__Work item__:
Output all of the data below exactly as given.

### Records for this task ###

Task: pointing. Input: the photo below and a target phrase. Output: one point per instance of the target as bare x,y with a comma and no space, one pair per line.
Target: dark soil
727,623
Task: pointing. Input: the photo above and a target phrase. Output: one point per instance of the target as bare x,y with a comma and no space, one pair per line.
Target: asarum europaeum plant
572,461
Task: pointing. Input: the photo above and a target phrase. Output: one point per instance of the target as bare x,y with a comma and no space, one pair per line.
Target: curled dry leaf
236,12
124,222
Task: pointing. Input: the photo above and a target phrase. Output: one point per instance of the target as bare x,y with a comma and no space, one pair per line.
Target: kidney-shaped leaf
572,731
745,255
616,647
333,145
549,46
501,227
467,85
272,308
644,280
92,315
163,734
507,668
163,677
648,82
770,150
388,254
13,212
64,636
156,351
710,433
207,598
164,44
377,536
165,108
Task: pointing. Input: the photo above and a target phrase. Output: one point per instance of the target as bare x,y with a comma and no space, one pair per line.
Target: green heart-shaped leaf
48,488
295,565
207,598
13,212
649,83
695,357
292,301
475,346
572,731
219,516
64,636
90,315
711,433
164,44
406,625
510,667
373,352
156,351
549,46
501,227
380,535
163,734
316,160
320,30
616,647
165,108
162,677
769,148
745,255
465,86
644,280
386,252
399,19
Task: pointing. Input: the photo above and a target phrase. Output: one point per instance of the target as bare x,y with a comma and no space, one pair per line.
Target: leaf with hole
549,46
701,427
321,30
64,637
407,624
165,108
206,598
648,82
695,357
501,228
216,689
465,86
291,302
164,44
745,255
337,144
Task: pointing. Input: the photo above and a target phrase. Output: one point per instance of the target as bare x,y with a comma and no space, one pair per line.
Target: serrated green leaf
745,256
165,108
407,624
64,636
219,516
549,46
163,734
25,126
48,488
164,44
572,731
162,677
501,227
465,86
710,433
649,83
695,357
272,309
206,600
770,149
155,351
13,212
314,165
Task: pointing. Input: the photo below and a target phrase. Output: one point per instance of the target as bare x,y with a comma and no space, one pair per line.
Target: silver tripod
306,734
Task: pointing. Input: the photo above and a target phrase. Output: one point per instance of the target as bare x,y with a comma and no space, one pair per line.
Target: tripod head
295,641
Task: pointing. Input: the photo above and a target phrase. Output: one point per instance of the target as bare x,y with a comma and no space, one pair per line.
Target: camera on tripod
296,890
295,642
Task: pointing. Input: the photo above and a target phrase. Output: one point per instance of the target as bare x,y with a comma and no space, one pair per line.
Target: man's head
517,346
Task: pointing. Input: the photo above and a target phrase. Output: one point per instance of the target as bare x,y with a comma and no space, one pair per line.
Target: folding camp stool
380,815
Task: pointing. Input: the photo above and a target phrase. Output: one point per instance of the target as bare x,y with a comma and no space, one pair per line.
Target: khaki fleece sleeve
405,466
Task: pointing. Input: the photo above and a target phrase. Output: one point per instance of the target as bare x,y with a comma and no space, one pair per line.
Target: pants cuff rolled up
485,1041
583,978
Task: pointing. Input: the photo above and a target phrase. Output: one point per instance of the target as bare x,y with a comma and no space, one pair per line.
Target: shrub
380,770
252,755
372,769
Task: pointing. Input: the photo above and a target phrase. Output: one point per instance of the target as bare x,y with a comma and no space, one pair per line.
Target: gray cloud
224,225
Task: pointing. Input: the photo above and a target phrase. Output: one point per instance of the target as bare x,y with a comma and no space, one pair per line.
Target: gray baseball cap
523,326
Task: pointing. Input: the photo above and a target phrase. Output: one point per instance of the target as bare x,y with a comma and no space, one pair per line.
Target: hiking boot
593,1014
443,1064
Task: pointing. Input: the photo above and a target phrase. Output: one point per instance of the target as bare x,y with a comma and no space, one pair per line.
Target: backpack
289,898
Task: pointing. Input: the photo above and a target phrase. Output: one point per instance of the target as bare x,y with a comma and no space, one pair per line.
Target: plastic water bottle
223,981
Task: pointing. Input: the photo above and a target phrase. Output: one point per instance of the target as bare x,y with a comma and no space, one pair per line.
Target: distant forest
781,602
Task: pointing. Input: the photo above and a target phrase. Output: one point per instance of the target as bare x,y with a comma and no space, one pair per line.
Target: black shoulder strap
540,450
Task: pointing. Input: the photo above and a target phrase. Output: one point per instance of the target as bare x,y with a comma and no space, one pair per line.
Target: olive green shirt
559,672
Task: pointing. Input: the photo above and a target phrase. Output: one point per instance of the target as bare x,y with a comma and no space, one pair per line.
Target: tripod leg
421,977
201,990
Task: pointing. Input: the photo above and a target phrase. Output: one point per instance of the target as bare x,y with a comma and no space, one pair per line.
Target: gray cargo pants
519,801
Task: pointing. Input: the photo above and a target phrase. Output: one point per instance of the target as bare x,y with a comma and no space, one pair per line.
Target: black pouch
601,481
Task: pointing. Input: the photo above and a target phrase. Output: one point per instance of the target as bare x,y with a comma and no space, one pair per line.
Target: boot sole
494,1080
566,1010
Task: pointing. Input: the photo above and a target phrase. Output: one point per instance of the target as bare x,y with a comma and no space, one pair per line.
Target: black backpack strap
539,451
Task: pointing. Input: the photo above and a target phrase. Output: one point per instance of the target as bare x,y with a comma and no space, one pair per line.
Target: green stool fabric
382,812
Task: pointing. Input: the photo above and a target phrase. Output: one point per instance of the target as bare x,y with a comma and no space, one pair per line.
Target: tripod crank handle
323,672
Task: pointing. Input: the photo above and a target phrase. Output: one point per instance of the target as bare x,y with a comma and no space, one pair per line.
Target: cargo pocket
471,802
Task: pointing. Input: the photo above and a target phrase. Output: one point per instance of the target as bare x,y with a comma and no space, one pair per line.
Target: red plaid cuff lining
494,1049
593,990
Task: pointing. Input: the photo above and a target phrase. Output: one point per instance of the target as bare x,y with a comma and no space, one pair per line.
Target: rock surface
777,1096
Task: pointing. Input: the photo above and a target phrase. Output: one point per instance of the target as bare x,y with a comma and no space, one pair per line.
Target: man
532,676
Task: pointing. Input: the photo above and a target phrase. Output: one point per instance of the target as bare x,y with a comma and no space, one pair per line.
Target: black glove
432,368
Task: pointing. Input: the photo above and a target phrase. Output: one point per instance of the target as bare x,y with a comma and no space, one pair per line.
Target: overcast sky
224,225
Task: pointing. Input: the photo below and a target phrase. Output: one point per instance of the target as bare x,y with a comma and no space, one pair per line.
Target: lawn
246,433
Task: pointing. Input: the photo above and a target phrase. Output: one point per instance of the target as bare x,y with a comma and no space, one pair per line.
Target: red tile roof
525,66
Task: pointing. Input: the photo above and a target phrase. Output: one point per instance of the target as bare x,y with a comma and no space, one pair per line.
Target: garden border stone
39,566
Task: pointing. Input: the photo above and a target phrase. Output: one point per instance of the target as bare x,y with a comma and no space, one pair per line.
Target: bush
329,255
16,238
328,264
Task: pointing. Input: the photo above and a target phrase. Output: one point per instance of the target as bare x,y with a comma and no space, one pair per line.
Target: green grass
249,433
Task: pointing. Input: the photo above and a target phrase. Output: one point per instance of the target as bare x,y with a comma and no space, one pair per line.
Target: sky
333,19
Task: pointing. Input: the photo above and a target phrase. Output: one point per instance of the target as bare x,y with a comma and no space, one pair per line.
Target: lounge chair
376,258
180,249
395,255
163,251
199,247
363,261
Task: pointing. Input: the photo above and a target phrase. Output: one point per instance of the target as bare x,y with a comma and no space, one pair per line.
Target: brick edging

###

__Task solution__:
Task: pointing. Input: the photo below and a target phrase. Output: one point per instance of the target as bare x,y with a comma and no space, one pair per line.
Target: dark soil
727,623
Task: pointing. Input: the photo above and a target phrase. Output: one point per instance of the target as bare x,y with a comma and no space, one pair per line.
Target: asarum europaeum plant
572,461
Task: pointing. Input: the photo above and a target phrase. Output: one point per instance of the target as bare x,y with a comma and no space, one pair per line.
Target: curled dry leaf
236,12
124,222
Task: pointing. Input: the photo above and a target phrase. Output: one point per instance of the target as bare x,y with a comma and no space, one pair per line.
Target: kidney-shaped leaf
572,731
745,255
616,647
333,145
549,46
501,227
467,85
272,308
644,280
92,315
163,734
507,668
163,677
648,82
770,150
388,254
13,212
64,636
156,351
710,433
207,598
164,44
377,536
165,108
Task: pointing. Input: the photo above and a target phrase. Output: one point per instance of the target as bare x,y with a comma and no space, one pair per line.
Target: green heart-shaped leaf
48,488
295,565
207,598
13,212
649,83
695,357
292,301
475,346
572,731
219,516
64,636
90,315
711,433
164,44
406,625
510,667
373,352
156,351
549,46
501,227
380,535
163,734
316,160
320,30
616,647
165,108
162,677
769,148
745,255
465,86
644,280
386,252
399,19
Task: pointing. Input: the photo above and a target phrase. Output: one point per instance of the target as bare x,y with a comma and no space, one pair per line.
Target: leaf with hole
549,46
701,427
321,30
64,637
407,624
165,108
206,598
648,82
695,357
501,228
216,689
465,86
291,302
164,44
745,255
337,144
Task: pointing. Input: the photo above and a target phrase. Output: one point per instance of the target as bare x,y with a comma and no space, one pair per line.
Target: serrated green leaf
745,256
165,108
407,624
64,636
219,516
549,46
163,734
25,126
48,488
164,44
572,731
162,677
501,227
465,86
710,433
649,83
695,357
272,309
206,600
770,149
155,351
13,212
314,165
Task: pointing. Input: the photo below and a target phrase. Output: one point per instance of the target as bare x,y with a comma and no space, one pair per line.
Target: silver tripod
306,734
Task: pointing. Input: the photo above and a target phrase. Output: one point per instance of the target as bare x,y with a comma and no space, one pair per line.
Target: tripod head
295,641
Task: pointing. Input: the photo above and a target phrase. Output: one point per instance of the target as bare x,y with a comma and no space, one pair per line.
Target: camera on tripod
296,890
295,642
Task: pointing. Input: the photo above and a target phrase. Output: one point per instance of the target as bare x,y with a comma and no space, one pair per line.
Target: man's head
517,346
Task: pointing. Input: the photo above and a target phrase. Output: one point per instance of the target as bare x,y with a comma and no space, one pair per line.
Target: folding camp stool
380,815
Task: pointing. Input: the photo above and a target phrase. Output: one point per instance of the target as bare x,y with a comma and no space, one pair per line.
Target: khaki fleece sleeve
405,466
Task: pointing. Input: the photo above and a target phrase. Output: one point per instance of the target as bare x,y with a comma and no space, one pair per line.
Target: pants cuff rolled up
485,1041
583,978
Task: pointing. Input: the photo above and a target phrase. Output: one point per instance of the target as bare x,y with a comma and no space, one pair per line.
Target: shrub
380,770
252,755
372,769
Task: pointing. Input: the photo above and a target phrase. Output: one point per instance of the target as bare x,y with a comma and no space, one pair per line.
Target: gray cloud
224,225
Task: pointing. Input: the photo above and a target phrase. Output: one point per instance of the target as bare x,y with a comma and no space, one pair per line.
Target: gray baseball cap
523,326
Task: pointing. Input: the photo above and a target phrase. Output: one point per instance of the target as bare x,y with a comma and no space, one pair per line.
Target: hiking boot
593,1014
443,1064
Task: pointing. Input: the photo above and a target phrase. Output: one point per instance of the target as bare x,y with a comma and no space, one pair per line.
Target: backpack
289,898
Task: pointing. Input: the photo above and a target phrase. Output: one point per instance of the target as bare x,y with a comma and no space, one pair per line.
Target: plastic water bottle
223,981
Task: pointing. Input: the photo above and a target phrase. Output: one point per instance of the target as bare x,y with a comma and no space, one pair per line.
Target: distant forest
781,602
Task: pointing. Input: the photo above and a target phrase. Output: one point per instance of the target as bare x,y with a comma and no space, one pair per line.
Target: black shoulder strap
540,450
Task: pointing. Input: the photo above and a target phrase. Output: one point per instance of the target as bare x,y with a comma and no space, one pair per line.
Target: olive green shirt
559,672
Task: pointing. Input: the photo above and a target phrase. Output: one point per instance of the target as bare x,y with a comma and no space, one pair per line.
Target: tripod leg
421,977
201,990
Task: pointing. Input: the photo above and a target phrase. Output: one point per instance of the target as bare x,y with a comma and no space, one pair per line.
Target: gray cargo pants
519,801
Task: pointing. Input: the photo above and a target phrase. Output: one point per instance of the target as bare x,y with a comma and no space, one pair per line.
Target: black pouch
601,481
Task: pointing. Input: the photo above and a target phrase. Output: one point per instance of the target as bare x,y with a comma and no space, one pair per line.
Target: boot sole
494,1080
566,1010
Task: pointing. Input: the photo above and a target phrase. Output: one point per instance of the target as bare x,y with a comma and no space, one pair per line.
Target: black backpack strap
539,451
Task: pointing. Input: the photo above and a target phrase. Output: one point per instance of the target as bare x,y with a comma and no space, one pair per line.
Target: green stool fabric
382,812
Task: pointing. Input: the photo above and a target phrase. Output: one point per instance of the target as bare x,y with a comma and no space, one pair per line.
Target: tripod crank handle
323,672
Task: pointing. Input: the photo above and a target phrase. Output: one point per instance of the target as bare x,y with a comma and no space, one pair per line.
Target: cargo pocket
471,802
Task: pointing. Input: the photo above and a target phrase. Output: one point per instance of the target as bare x,y with a comma and no space, one pair per line.
Target: red plaid cuff lining
494,1049
593,990
Task: pointing. Input: the photo above and a target phrase. Output: one point per instance of the target as bare x,y with a comma and no space, one pair per line.
Target: rock surface
777,1096
Task: pointing. Input: the photo above and a target phrase. Output: one point per instance of the target as bare x,y with a comma and no space, one pair per line.
Target: man
532,676
Task: pointing. Input: the photo above and a target phrase. Output: one point per instance of the target as bare x,y with a comma and no space, one pair per line.
Target: black glove
432,368
Task: pointing. Input: the photo above and a target phrase. Output: one point per instance of the target as bare x,y with a comma and no space, one pair per line.
Target: overcast sky
224,225
Task: pointing. Input: the photo below and a target phrase. Output: one point per instance of the target as bare x,y with a comma and no space, one pair per line.
Target: lawn
246,433
Task: pointing. Input: the photo above and a target phrase. Output: one point per instance of the target as bare x,y with a comma and no space, one pair per line.
Target: red tile roof
525,66
Task: pointing. Input: the photo above and a target phrase. Output: one point per instance of the target as bare x,y with a comma and no space, one pair per line.
Target: garden border stone
39,566
Task: pointing. Input: the photo above and a target phrase. Output: one point per instance of the target as bare x,y with a comma and no space, one pair per line.
Target: bush
329,255
16,238
328,264
Task: pointing. Input: the photo above and a target phrase. Output: one point per instance of the target as bare x,y with a comma and no space, one pair per line.
Target: green grass
249,433
Task: pointing. Input: the photo above and a target phrase. Output: one point per instance of the target as bare x,y with a comma and no space, one pair per line.
Target: sky
333,19
Task: pointing. Input: the photo above and a target phrase. Output: one point per instance of the target as bare x,y with a comma and no space, one pair per line.
Target: lounge chair
376,258
180,249
395,255
163,251
199,247
363,261
Task: pointing. Input: the photo above and a target phrase. Output: one point per instance of the target as bare x,y with a comma and no space, one pair per line.
Target: brick edging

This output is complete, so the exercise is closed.